# Some rows:
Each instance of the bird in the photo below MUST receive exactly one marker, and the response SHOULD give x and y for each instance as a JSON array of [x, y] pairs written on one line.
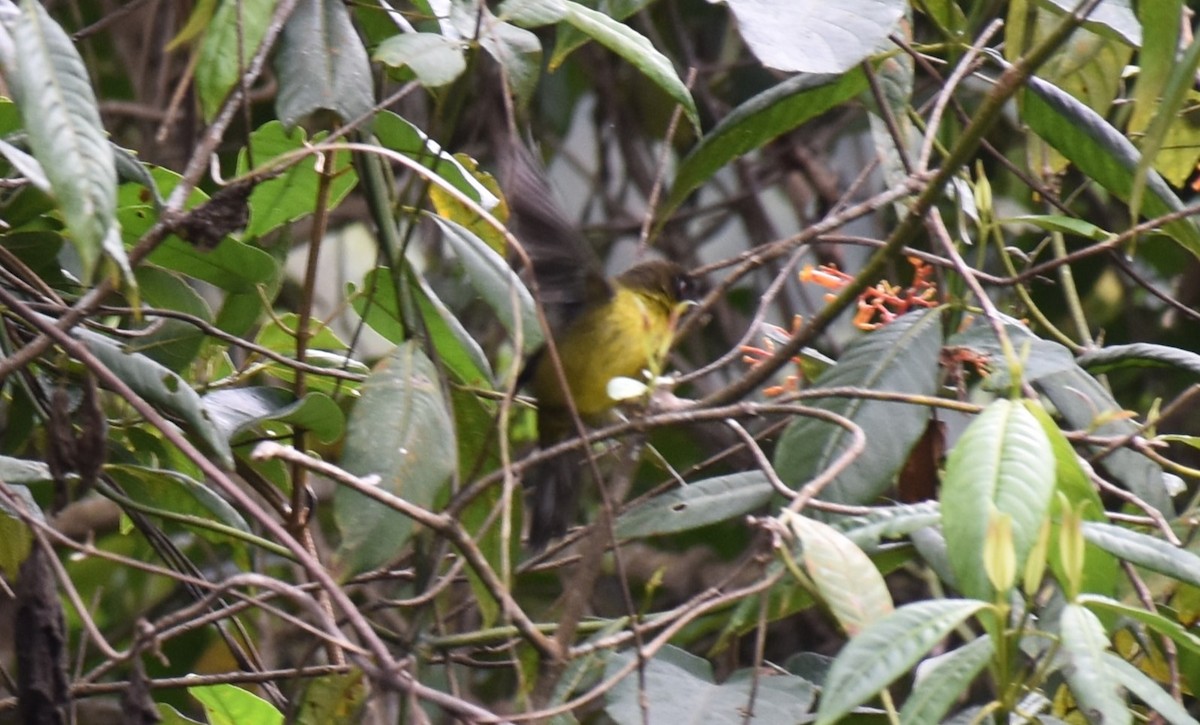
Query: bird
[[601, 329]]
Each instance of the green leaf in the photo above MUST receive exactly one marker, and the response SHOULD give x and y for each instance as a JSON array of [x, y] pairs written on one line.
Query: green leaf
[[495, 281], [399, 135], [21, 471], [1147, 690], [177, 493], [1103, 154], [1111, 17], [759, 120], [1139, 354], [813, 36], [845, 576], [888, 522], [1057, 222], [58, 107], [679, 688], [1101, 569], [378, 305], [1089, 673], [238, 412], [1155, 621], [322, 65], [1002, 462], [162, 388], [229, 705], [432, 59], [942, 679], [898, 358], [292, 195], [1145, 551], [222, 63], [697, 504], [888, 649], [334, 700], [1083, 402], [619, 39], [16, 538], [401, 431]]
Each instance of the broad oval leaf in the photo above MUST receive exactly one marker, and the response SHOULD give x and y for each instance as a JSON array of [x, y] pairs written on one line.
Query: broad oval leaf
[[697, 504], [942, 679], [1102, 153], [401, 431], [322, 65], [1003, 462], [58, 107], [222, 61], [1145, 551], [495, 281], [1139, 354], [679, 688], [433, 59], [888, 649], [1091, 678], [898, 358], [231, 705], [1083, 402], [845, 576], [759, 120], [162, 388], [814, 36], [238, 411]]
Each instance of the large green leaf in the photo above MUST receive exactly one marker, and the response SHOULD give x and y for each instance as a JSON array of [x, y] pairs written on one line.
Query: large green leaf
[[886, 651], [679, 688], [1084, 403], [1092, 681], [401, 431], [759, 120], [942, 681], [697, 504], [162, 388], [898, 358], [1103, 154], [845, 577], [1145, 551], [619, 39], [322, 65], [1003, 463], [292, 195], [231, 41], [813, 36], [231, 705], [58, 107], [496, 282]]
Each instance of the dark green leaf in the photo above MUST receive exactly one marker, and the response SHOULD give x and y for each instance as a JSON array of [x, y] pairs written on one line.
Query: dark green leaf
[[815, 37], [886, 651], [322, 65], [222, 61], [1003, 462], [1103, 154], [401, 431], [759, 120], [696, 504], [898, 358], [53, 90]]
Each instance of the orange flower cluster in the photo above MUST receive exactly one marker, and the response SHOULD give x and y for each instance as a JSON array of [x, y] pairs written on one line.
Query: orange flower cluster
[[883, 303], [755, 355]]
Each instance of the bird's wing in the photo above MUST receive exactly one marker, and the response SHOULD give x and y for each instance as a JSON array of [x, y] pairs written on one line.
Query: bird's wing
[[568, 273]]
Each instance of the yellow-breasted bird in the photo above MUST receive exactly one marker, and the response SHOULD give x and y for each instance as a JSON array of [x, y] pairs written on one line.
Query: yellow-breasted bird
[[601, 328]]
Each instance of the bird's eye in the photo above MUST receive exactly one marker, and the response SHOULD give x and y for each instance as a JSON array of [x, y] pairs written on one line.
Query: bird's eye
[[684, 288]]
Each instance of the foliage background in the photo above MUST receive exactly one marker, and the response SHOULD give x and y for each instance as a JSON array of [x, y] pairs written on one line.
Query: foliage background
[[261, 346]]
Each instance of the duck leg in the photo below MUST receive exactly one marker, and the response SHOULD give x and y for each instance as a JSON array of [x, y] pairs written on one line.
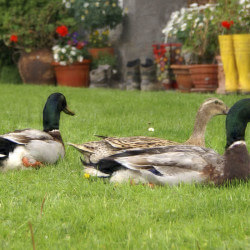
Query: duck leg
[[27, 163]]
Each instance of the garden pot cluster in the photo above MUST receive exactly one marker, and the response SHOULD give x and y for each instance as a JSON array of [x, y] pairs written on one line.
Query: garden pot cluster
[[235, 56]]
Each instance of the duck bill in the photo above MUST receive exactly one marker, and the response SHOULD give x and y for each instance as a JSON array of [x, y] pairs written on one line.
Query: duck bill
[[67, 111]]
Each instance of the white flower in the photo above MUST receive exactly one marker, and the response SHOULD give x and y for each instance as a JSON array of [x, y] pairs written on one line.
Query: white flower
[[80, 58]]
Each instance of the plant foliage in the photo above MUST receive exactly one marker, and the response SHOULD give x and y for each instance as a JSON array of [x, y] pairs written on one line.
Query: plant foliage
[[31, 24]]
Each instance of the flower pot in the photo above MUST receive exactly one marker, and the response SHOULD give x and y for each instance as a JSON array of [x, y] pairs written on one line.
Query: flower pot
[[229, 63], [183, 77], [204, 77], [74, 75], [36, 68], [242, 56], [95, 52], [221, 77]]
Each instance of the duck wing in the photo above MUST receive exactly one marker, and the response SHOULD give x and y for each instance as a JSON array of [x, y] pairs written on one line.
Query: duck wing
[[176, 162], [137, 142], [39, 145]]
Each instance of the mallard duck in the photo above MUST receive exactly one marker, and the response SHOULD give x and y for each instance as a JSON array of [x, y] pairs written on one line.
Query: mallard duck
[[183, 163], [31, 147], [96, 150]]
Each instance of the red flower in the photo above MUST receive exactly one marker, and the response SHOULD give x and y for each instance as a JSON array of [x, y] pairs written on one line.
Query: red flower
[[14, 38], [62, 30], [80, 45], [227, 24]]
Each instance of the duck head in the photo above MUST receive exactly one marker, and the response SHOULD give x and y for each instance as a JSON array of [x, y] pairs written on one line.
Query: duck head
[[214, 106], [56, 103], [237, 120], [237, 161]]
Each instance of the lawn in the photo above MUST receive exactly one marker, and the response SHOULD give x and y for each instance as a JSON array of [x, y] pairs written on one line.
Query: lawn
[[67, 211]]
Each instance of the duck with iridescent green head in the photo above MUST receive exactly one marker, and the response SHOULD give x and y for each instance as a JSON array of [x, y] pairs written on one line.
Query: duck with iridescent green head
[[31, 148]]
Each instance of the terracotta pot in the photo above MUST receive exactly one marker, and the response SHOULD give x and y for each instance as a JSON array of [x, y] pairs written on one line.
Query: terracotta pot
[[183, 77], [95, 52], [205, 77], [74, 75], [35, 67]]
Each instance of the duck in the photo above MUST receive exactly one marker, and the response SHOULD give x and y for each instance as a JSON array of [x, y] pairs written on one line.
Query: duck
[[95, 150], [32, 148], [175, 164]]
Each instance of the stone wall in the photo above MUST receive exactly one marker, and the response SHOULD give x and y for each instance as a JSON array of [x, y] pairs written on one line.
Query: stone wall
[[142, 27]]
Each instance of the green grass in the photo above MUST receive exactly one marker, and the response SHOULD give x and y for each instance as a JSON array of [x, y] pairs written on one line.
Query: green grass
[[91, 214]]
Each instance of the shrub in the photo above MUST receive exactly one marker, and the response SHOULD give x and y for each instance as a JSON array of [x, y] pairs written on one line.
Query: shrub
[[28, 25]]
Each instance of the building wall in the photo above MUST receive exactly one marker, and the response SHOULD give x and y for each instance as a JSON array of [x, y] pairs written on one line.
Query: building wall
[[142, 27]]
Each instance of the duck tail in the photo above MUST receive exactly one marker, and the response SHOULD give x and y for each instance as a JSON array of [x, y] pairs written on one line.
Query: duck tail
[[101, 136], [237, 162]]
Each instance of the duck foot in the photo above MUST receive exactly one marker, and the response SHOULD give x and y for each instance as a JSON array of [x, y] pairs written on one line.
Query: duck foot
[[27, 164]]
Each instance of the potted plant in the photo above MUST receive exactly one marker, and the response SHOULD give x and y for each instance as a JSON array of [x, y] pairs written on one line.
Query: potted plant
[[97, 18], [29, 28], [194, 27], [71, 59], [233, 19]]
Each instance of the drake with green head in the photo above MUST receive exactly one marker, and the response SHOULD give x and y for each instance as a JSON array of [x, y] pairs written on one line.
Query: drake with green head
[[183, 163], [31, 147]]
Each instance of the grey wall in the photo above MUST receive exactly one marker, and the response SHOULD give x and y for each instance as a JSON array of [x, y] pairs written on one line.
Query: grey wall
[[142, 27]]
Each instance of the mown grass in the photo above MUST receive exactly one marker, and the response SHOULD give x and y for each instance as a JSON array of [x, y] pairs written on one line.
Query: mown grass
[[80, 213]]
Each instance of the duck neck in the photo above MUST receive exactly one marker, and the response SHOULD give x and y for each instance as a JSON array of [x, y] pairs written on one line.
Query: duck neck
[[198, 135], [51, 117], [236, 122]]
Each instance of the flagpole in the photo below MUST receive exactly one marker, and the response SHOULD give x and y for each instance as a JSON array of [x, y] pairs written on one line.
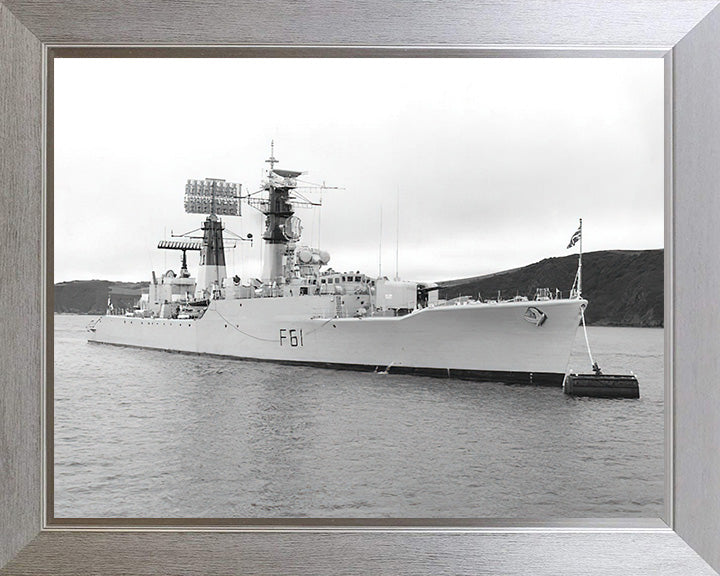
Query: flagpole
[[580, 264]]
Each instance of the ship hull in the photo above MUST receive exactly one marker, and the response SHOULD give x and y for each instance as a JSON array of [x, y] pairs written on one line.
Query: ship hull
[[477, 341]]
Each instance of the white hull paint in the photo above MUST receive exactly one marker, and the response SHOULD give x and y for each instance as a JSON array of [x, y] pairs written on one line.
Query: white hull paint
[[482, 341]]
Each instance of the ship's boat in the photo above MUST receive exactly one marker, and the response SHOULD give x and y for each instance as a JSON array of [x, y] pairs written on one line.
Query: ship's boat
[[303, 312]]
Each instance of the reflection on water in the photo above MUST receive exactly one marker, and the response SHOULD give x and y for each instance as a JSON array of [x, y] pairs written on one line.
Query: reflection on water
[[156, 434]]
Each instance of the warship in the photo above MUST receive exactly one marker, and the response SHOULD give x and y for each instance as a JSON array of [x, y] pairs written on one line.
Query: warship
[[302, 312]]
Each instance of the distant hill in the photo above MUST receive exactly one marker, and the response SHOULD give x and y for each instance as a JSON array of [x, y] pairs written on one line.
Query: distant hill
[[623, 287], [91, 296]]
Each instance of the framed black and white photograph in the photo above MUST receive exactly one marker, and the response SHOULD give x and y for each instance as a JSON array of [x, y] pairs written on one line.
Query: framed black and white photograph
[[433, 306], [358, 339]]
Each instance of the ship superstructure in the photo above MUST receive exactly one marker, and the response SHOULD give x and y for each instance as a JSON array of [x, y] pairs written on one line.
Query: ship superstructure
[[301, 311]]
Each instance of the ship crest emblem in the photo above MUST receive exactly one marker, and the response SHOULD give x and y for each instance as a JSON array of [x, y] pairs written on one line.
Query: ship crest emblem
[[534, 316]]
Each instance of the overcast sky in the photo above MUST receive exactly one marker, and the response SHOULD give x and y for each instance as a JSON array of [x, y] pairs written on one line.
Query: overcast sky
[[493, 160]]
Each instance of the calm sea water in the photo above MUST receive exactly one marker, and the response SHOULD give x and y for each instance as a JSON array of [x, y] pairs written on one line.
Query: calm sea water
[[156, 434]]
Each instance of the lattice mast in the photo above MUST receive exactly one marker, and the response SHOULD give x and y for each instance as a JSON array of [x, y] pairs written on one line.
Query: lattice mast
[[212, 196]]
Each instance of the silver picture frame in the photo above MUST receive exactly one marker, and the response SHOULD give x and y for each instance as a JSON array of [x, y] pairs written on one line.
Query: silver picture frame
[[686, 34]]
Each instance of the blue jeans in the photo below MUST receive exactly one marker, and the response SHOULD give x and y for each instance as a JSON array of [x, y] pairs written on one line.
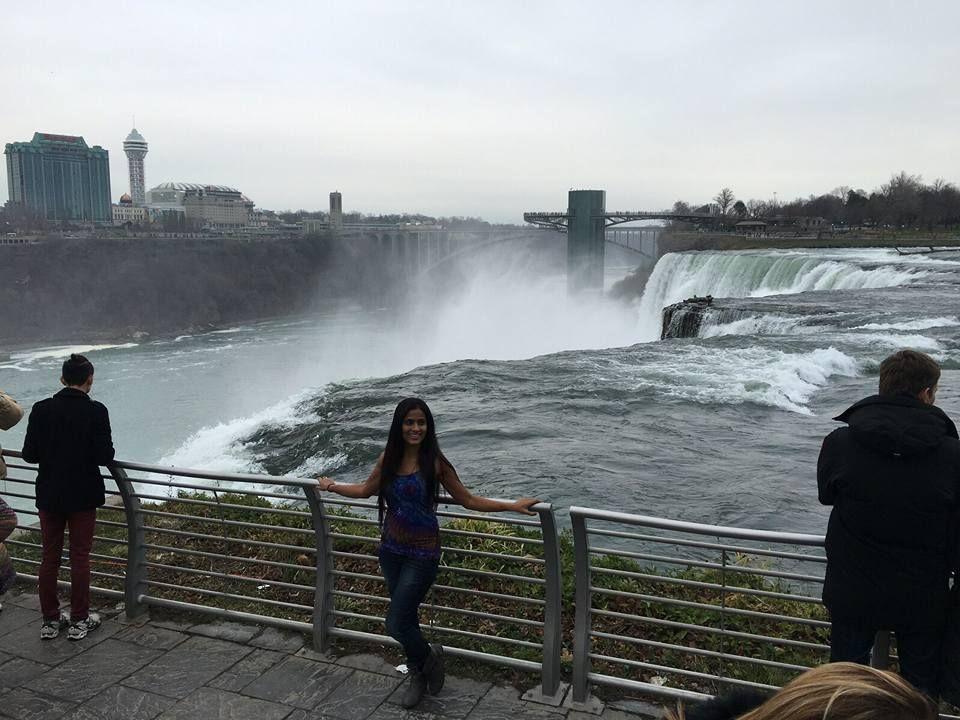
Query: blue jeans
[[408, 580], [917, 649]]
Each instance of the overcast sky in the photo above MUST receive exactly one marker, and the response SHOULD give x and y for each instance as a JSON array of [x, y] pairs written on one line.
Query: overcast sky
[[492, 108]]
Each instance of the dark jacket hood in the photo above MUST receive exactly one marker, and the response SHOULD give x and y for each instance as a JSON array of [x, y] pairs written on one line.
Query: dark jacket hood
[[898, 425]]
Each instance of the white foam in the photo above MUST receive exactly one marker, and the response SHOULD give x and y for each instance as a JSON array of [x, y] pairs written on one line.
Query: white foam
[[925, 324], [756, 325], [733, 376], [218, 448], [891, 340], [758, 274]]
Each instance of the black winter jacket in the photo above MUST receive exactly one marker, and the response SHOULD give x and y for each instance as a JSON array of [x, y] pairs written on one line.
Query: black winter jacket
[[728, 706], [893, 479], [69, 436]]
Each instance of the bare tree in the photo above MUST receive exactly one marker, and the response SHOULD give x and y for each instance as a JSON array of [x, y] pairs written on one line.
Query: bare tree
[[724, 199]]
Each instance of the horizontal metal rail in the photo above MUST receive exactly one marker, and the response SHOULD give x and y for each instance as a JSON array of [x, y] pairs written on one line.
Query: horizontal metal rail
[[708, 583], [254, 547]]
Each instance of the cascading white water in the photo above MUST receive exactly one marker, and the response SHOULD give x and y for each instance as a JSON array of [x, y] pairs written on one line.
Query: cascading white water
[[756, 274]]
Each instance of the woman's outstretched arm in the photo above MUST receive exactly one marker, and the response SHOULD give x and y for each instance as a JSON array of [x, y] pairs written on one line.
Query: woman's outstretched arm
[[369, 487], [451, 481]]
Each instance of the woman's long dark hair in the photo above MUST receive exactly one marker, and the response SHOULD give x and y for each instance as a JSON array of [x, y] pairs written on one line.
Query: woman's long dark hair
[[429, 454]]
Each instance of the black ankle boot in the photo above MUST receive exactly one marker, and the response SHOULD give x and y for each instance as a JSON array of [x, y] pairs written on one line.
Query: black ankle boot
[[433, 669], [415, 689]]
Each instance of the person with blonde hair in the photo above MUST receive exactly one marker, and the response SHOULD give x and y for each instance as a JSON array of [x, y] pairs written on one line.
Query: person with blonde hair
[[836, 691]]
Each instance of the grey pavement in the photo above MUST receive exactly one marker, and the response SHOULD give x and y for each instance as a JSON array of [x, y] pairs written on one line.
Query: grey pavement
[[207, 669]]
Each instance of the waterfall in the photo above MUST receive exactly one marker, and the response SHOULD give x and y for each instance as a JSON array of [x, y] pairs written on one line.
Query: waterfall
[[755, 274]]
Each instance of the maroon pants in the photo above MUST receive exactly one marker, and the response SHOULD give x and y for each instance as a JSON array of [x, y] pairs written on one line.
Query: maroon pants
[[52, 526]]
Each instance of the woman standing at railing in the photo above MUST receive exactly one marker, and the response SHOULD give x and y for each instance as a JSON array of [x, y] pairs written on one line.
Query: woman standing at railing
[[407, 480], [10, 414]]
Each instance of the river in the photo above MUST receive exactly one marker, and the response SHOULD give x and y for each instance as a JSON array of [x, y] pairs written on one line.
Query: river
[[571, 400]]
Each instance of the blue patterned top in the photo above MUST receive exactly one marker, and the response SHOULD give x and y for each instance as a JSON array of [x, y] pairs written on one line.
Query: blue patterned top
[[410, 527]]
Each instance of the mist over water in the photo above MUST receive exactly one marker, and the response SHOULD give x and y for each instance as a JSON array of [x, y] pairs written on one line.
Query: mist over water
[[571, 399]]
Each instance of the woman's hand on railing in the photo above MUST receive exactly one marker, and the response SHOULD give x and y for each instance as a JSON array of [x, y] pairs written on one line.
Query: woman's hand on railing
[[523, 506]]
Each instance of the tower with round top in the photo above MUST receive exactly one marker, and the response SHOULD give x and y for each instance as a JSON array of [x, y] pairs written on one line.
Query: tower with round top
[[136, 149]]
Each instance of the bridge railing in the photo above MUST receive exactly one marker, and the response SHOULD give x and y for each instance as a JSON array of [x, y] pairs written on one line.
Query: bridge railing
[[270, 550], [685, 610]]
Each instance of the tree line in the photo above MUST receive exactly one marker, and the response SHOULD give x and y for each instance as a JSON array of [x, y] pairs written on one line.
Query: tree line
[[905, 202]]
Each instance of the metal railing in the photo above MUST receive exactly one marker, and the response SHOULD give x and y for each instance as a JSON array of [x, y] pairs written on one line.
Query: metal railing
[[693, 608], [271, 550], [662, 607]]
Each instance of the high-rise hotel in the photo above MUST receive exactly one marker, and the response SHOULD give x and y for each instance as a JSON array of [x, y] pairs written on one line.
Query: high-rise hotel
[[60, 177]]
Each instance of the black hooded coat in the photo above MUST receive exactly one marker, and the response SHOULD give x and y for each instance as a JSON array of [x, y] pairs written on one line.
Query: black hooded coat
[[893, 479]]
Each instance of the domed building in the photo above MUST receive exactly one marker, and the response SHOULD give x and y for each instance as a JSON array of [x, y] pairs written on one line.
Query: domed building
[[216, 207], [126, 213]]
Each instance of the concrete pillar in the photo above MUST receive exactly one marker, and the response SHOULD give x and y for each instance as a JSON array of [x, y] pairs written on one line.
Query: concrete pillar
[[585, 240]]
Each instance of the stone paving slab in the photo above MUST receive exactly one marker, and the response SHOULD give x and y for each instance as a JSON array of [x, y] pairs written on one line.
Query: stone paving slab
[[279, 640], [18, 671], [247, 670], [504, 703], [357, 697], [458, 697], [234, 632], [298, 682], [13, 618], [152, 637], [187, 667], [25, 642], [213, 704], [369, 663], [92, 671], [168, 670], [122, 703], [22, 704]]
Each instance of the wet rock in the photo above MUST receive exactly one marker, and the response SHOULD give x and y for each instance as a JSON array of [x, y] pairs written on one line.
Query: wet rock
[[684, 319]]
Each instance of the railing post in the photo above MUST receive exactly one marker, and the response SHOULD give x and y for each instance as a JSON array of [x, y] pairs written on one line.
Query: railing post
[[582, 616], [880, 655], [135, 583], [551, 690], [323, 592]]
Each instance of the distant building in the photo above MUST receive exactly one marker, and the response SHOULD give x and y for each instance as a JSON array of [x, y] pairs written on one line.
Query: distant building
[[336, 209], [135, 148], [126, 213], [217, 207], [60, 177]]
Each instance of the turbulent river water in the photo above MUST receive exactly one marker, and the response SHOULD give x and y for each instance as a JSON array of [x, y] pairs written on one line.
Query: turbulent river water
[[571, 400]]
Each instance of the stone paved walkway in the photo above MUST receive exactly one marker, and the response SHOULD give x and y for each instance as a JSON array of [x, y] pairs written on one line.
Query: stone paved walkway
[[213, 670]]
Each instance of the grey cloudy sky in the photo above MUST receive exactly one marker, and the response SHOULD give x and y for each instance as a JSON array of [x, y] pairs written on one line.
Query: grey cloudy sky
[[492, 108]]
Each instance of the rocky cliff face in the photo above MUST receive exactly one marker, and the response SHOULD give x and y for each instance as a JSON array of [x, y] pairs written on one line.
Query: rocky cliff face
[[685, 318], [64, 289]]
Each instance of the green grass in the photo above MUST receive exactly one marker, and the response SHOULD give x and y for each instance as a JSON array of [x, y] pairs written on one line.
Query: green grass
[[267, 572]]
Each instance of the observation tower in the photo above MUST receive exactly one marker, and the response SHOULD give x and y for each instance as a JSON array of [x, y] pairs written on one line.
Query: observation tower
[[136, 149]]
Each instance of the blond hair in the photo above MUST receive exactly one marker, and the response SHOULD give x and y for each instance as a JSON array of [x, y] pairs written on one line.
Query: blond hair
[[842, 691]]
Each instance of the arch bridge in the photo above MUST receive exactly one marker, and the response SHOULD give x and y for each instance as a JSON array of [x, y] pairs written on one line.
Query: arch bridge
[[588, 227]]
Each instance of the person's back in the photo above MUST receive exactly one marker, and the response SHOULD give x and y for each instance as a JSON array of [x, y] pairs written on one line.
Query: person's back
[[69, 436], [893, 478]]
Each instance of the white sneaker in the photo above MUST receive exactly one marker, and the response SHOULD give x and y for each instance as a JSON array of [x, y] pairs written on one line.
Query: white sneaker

# What to do:
Turn the lines from the one containing "Each instance of the orange" up to and including the one containing "[[684, 288]]" into a numbered list. Leave out any blank lines.

# Solution to this task:
1. Each instance of the orange flower cluster in the photo above MUST receive exactly one marker, and the response SHOULD give x and y for each instance as a JSON array of [x, y] pairs written on one line.
2. Query: orange flower cluster
3. [[883, 303], [755, 355]]
4. Each instance of the bird's wing in the photo above MUST receive exactly one marker, and the response SHOULD give x and y for each instance as a JSON array of [x, y] pairs written on one line.
5. Query: bird's wing
6. [[568, 273]]
7. Each instance of the yellow-breasted bird in the photo above MUST receive exactly one marker, and the response SHOULD give x and y for each instance as a JSON array of [x, y] pairs written on one line.
8. Query: yellow-breasted bird
9. [[601, 328]]
10. Each instance of the bird's eye in the photo above MUST receive exactly one marker, and the response SHOULD give x and y for each instance as a JSON array of [x, y] pairs written on one line.
11. Query: bird's eye
12. [[684, 288]]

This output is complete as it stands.